About this task: Every record must appear in the response exactly as given.

Records to use:

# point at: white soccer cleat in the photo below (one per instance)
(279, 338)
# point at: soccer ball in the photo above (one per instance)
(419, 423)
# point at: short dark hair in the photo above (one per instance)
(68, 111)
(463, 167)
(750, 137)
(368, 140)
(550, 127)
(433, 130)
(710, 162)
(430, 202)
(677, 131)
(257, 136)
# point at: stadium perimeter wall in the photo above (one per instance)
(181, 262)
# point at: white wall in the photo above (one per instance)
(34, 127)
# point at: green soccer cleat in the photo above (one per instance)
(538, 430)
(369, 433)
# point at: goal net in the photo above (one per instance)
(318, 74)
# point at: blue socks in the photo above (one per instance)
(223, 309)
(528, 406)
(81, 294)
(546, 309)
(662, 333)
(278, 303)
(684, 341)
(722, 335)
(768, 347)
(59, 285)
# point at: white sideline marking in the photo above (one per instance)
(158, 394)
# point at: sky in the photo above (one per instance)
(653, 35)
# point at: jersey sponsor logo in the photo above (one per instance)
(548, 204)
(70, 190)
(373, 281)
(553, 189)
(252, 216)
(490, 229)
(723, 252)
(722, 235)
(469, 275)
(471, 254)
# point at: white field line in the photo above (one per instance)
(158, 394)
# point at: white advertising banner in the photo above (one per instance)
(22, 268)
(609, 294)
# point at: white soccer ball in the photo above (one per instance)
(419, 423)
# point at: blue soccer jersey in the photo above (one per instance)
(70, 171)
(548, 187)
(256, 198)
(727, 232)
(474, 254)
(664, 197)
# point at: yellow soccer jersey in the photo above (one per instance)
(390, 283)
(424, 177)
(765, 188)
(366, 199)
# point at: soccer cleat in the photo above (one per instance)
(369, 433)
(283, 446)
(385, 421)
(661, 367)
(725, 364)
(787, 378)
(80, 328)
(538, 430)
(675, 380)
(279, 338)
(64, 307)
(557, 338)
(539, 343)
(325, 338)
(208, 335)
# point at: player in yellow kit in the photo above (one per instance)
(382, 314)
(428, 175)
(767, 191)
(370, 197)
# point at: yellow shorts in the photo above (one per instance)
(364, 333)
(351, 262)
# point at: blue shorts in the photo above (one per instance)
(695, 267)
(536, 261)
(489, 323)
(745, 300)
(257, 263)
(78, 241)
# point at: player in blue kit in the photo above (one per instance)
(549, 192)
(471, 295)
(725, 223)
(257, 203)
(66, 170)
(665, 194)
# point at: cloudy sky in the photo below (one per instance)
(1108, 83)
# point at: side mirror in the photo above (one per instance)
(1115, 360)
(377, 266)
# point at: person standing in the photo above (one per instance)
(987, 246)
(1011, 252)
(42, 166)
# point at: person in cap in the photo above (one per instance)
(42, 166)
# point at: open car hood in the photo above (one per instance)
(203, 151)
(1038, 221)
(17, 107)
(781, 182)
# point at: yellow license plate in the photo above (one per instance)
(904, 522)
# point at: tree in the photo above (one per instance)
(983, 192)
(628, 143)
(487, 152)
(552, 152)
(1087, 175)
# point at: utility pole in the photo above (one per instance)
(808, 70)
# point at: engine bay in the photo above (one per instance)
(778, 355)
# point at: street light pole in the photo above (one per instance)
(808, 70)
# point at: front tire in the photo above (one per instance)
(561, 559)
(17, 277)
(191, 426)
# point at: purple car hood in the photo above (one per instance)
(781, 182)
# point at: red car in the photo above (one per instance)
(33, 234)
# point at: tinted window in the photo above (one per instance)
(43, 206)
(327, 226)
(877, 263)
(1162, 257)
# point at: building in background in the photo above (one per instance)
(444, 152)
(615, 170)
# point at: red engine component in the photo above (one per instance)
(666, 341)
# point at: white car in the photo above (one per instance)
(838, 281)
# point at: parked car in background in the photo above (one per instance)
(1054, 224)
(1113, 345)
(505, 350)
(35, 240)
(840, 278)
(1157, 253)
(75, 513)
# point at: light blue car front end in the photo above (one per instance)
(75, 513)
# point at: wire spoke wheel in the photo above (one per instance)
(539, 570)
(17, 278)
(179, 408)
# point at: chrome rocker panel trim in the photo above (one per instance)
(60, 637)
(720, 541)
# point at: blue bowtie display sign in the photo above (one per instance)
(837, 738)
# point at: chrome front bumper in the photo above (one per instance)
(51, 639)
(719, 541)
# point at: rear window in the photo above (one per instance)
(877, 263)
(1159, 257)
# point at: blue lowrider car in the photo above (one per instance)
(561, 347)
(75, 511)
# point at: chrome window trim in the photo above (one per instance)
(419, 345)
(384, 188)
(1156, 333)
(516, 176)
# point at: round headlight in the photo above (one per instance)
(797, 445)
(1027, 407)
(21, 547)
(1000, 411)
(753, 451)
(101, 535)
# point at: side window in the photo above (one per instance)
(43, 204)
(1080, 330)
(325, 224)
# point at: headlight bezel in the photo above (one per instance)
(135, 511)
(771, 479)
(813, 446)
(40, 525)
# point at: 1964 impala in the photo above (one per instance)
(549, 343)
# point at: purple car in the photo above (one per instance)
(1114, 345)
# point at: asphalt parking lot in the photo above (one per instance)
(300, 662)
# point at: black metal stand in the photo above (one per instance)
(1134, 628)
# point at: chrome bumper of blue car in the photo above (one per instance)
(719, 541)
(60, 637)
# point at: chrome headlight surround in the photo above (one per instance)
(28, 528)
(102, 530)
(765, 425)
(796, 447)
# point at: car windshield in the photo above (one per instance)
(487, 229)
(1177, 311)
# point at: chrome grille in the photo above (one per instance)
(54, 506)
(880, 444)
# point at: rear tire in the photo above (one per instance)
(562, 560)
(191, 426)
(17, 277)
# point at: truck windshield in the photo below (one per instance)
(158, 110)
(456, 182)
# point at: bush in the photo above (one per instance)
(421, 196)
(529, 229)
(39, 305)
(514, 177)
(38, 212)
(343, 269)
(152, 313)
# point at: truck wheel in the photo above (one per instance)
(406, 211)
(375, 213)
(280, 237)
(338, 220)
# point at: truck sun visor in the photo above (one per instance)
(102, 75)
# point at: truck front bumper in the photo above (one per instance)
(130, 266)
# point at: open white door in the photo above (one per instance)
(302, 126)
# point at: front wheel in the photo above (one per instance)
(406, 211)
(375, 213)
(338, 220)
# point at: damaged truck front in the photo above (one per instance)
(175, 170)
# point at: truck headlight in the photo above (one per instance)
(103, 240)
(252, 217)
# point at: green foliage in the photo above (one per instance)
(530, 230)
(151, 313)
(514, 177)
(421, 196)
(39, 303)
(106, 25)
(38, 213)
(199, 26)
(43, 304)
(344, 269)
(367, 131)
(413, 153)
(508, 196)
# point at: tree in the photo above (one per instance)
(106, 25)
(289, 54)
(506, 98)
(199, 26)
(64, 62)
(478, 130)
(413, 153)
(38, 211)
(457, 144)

Exercise output:
# point at: white soccer cleat in the photo below (one per instance)
(279, 338)
# point at: soccer ball in the photo above (one per instance)
(419, 423)
# point at: short dark hair in the photo above (one per instance)
(68, 111)
(463, 167)
(750, 137)
(368, 140)
(550, 127)
(433, 130)
(710, 162)
(430, 202)
(677, 131)
(257, 136)
# point at: stadium perimeter wall in the photo above (one per instance)
(181, 262)
# point at: white wall in the photo above (one per instance)
(34, 127)
# point at: green soccer cleat in the photo above (one per instance)
(538, 430)
(369, 433)
# point at: goal net in the photo above (one per instance)
(318, 74)
# point at: blue socks in the photo above (one per instance)
(223, 309)
(528, 406)
(81, 294)
(546, 309)
(662, 333)
(278, 303)
(684, 341)
(722, 335)
(768, 347)
(59, 285)
# point at: white sideline marking in the photo above (one per instance)
(158, 394)
# point at: sky in the photo above (one per instance)
(653, 35)
# point at: jersey sponsor logo in the photo above (one per instance)
(548, 204)
(70, 190)
(373, 281)
(553, 189)
(252, 216)
(490, 229)
(723, 252)
(722, 235)
(469, 275)
(471, 254)
# point at: white field line in the photo above (one per instance)
(158, 394)
# point at: white advertising banner in the photo above (one per instance)
(22, 268)
(609, 294)
# point at: white soccer ball in the photo above (one per instance)
(419, 423)
# point at: blue soccer jersey in the photo above (one per instance)
(70, 171)
(548, 187)
(256, 198)
(727, 232)
(474, 254)
(664, 197)
# point at: yellow soccer jersey in the photo above (one per instance)
(390, 283)
(424, 177)
(765, 188)
(366, 199)
# point at: soccer cleat in the photo above (one per instance)
(369, 433)
(283, 446)
(385, 421)
(661, 367)
(725, 364)
(787, 378)
(80, 328)
(538, 430)
(675, 380)
(279, 338)
(64, 307)
(557, 338)
(539, 343)
(325, 338)
(208, 335)
# point at: player in yellow kit in the photo above (one per instance)
(382, 314)
(428, 175)
(767, 191)
(370, 197)
# point at: yellow shorts in the photo above (one per instance)
(364, 333)
(351, 262)
# point at: blue shorts in the photo above (one per instance)
(695, 267)
(536, 261)
(489, 323)
(745, 300)
(257, 263)
(78, 241)
# point at: player in blue kit in the photo above (one per instance)
(549, 192)
(471, 295)
(725, 223)
(257, 203)
(66, 170)
(665, 194)
# point at: cloudy sky in the photo below (one per instance)
(1108, 83)
# point at: side mirror in the photo above (one per instance)
(1115, 360)
(377, 266)
# point at: person standing in the photo above (one per instance)
(987, 246)
(1011, 252)
(42, 166)
# point at: person in cap in the photo above (one per instance)
(42, 166)
# point at: open car hood in the photo above (one per instance)
(203, 151)
(1038, 221)
(17, 107)
(781, 182)
# point at: yellow license plate in the photo above (one per instance)
(904, 522)
# point at: tree in the photo above (one per instance)
(983, 192)
(628, 143)
(487, 152)
(552, 152)
(1087, 175)
# point at: utility pole in the photo above (one per instance)
(808, 70)
# point at: engine bay in the photo above (one per instance)
(778, 355)
# point at: street light pole in the photo above (one per instance)
(808, 70)
# point at: front tire in the photo above (one per instance)
(561, 559)
(17, 277)
(191, 426)
# point at: purple car hood in the photo above (one per instance)
(781, 182)
# point at: red car in the photo above (one per instance)
(33, 234)
# point at: tinted window in the photo above (one per instance)
(43, 206)
(327, 226)
(877, 263)
(1162, 257)
# point at: building in background in the photo above (one per instance)
(444, 152)
(615, 170)
# point at: red engine component in the photo above (one per instance)
(666, 341)
# point at: white car in the photo above (one per instance)
(838, 281)
# point at: parked car in background in the photo above (one per instance)
(1054, 224)
(1113, 345)
(505, 350)
(35, 240)
(840, 278)
(1157, 253)
(75, 513)
# point at: light blue car front end in the photo above (one per instance)
(75, 513)
# point at: wire spoke wheel in the photo above (one per instance)
(539, 570)
(17, 278)
(179, 408)
# point at: chrome rocker panel trim in the photo above (one per instance)
(60, 637)
(720, 541)
# point at: blue bowtie display sign in the photo above (one per instance)
(837, 738)
# point at: chrome front bumper in the photo above (one per instance)
(51, 639)
(719, 541)
# point at: rear window in the photo above (one per instance)
(877, 263)
(1159, 257)
# point at: blue lowrider car in the photo above (one per instance)
(561, 347)
(75, 511)
# point at: chrome window trim in the photo above (one per instance)
(419, 345)
(384, 188)
(1156, 333)
(516, 176)
# point at: round headlight in the photo above (one per instance)
(797, 445)
(1027, 407)
(21, 547)
(1000, 411)
(753, 451)
(101, 535)
# point at: side window in the photo above (one per instance)
(43, 204)
(1080, 330)
(325, 224)
# point at: headlight bezel in the photo above (one per instance)
(135, 511)
(771, 479)
(813, 446)
(40, 525)
# point at: 1964 impala in the photo above (one per instance)
(549, 343)
# point at: purple car in the photo above (one per instance)
(1114, 345)
# point at: asphalt parking lot in the photo above (one per instance)
(300, 662)
# point at: black metal stand in the photo above (one per instance)
(1134, 628)
# point at: chrome bumper of blue car in the photo above (one per instance)
(719, 541)
(60, 637)
# point at: chrome headlight surround in the photo above (one per instance)
(28, 528)
(102, 530)
(765, 425)
(796, 447)
# point at: car windshield in the photo above (one per instance)
(487, 229)
(1177, 311)
# point at: chrome grille in the photo above (one per instance)
(54, 506)
(880, 444)
# point at: rear tire in the photo above (one per instance)
(562, 560)
(191, 426)
(17, 277)
# point at: truck windshield in the photo below (one per instance)
(158, 110)
(456, 182)
# point at: bush in the photo above (one per instance)
(421, 196)
(529, 229)
(39, 305)
(514, 177)
(38, 212)
(343, 269)
(152, 313)
# point at: truck wheel in the photo above (one per instance)
(406, 211)
(375, 213)
(280, 237)
(338, 220)
# point at: truck sun visor in the photo above (one per instance)
(102, 75)
# point at: truck front bumper in the photo above (one per instance)
(130, 266)
# point at: open white door in the photo above (one per instance)
(302, 126)
# point at: front wheel in the photo above (one per instance)
(406, 211)
(375, 213)
(338, 220)
# point at: damaged truck front in the photo above (one per instance)
(175, 170)
# point at: truck headlight in the photo above (one per instance)
(103, 240)
(252, 217)
# point at: green foliage in the photo above (one per instance)
(530, 230)
(151, 313)
(514, 177)
(421, 196)
(39, 303)
(106, 25)
(38, 213)
(199, 26)
(43, 304)
(344, 269)
(367, 131)
(413, 153)
(508, 196)
# point at: tree in the photo above (one per instance)
(106, 25)
(289, 54)
(506, 98)
(199, 26)
(64, 62)
(478, 130)
(413, 153)
(38, 211)
(457, 144)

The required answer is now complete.